Your task: Take the line that has "Where can the blurred" in it and every line after it to the end of the entries, and reproduce them exactly.
[Given data start]
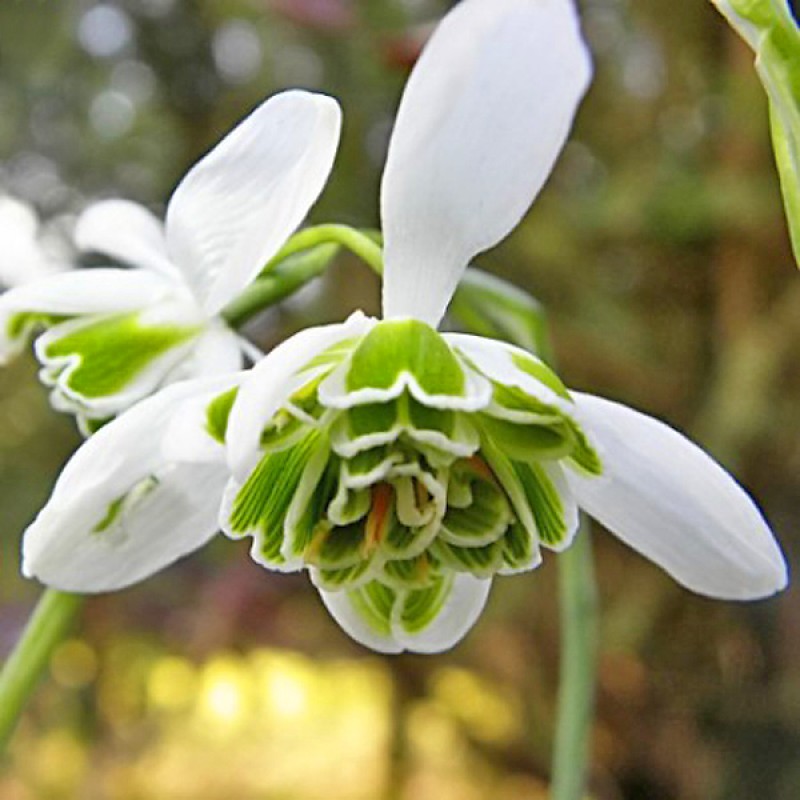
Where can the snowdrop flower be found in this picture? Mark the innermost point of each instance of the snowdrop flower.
(405, 468)
(115, 335)
(27, 253)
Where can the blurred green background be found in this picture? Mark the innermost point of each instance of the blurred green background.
(660, 250)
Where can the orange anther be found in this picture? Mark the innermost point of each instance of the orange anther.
(378, 517)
[Given data end]
Solution for this problem:
Where can the blurred green background be found in this picture? Mark the innermost point of each instance of the blurred green background.
(660, 250)
Where can the orange anther be found in this picture? Mark the innermost point of each instance of the orange anther.
(378, 517)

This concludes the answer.